* [INPUT DATA]
◆ ◆ ◆ ◆ ◆

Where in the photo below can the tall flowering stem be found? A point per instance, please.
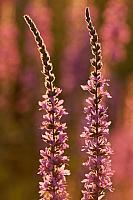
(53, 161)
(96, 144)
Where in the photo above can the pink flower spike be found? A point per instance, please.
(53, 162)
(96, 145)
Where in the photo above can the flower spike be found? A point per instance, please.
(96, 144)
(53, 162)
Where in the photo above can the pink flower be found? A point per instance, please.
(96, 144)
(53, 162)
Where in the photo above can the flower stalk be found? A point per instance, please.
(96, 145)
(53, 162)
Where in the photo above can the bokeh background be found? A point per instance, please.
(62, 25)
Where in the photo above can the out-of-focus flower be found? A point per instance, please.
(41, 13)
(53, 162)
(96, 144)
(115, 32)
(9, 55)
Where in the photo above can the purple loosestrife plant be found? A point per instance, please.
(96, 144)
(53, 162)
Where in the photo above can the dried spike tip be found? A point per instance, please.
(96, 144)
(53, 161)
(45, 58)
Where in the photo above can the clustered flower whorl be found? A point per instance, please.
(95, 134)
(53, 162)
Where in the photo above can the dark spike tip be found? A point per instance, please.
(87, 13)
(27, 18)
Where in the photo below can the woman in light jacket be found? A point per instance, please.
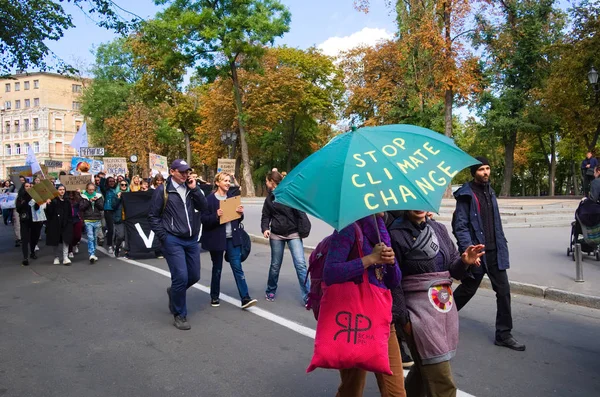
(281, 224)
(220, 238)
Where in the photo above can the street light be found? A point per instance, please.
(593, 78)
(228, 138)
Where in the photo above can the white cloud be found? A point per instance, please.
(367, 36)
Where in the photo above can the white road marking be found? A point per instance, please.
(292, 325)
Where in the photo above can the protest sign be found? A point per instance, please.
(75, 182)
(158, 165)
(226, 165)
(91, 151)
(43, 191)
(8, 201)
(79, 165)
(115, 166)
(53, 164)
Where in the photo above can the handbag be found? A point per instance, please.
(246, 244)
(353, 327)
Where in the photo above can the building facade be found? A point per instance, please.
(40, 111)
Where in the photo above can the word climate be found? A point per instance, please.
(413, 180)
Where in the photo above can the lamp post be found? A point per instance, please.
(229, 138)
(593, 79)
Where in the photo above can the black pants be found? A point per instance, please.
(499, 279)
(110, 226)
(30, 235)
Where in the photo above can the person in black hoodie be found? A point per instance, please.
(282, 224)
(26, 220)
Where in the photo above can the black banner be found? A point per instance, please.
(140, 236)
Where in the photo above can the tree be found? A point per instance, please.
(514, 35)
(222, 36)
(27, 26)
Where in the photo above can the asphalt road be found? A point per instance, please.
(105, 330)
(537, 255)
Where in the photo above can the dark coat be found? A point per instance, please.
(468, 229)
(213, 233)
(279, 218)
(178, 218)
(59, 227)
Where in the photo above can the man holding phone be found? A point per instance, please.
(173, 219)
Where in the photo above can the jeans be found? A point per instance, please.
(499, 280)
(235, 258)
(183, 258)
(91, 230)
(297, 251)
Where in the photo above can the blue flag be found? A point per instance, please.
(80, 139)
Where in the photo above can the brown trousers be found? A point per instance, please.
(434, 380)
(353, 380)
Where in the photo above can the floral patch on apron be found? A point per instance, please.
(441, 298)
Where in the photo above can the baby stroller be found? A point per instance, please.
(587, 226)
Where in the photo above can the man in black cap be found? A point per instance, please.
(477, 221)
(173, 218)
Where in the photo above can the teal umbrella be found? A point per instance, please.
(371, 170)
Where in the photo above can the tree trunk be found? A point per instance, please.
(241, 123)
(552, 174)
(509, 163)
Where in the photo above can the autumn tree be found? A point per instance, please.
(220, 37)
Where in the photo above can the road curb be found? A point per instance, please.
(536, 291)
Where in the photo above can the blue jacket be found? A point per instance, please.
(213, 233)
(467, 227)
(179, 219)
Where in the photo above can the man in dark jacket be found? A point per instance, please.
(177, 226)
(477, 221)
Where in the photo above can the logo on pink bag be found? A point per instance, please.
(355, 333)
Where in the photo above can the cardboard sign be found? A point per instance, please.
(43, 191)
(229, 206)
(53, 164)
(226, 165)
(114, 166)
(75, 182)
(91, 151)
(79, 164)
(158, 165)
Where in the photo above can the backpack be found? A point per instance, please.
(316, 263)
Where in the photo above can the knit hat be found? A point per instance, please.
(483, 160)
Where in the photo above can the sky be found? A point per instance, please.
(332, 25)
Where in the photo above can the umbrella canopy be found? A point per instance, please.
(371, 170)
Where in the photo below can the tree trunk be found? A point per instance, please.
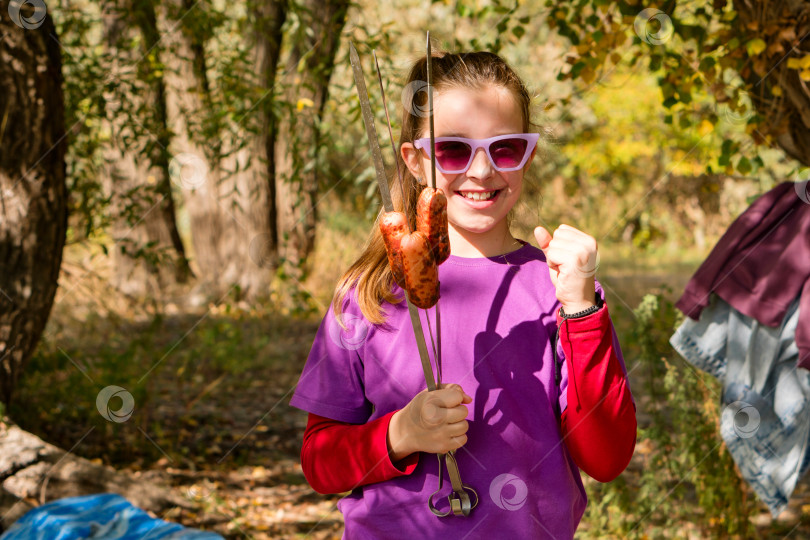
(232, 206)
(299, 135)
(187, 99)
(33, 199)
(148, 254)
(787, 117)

◆ ◆ ◆ ◆ ◆

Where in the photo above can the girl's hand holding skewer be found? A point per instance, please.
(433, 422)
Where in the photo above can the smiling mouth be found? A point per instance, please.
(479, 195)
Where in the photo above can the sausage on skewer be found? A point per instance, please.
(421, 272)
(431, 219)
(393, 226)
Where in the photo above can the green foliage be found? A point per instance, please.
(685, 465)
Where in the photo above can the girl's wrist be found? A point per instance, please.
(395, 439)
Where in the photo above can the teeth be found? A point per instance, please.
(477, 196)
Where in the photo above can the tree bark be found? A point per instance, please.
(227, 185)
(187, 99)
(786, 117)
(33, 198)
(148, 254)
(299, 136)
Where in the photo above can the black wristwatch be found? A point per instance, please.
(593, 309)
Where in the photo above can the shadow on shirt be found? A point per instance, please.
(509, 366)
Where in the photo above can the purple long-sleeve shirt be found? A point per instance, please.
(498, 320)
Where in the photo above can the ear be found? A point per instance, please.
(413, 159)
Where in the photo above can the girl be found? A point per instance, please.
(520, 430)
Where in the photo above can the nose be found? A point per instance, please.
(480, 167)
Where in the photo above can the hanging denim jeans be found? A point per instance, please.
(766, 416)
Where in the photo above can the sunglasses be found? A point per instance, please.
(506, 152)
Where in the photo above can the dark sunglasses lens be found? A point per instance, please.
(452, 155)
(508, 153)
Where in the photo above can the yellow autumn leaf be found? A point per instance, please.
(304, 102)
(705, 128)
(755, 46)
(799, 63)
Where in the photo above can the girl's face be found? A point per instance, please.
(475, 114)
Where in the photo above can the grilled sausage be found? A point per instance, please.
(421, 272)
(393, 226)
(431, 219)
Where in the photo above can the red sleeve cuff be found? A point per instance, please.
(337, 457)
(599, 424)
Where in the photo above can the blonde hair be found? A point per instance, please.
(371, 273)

◆ ◆ ◆ ◆ ◆

* [DIRECTIONS FOR THIS TASK] Collect every line of the items above that contains the string "sunglasses", matching case.

* [SOLUTION FOR THIS PROBLEM]
Where in the photo above can the sunglasses be found? A point per instance, please.
Where in the photo above can the dark sunglasses lens be found? A point per instance, please.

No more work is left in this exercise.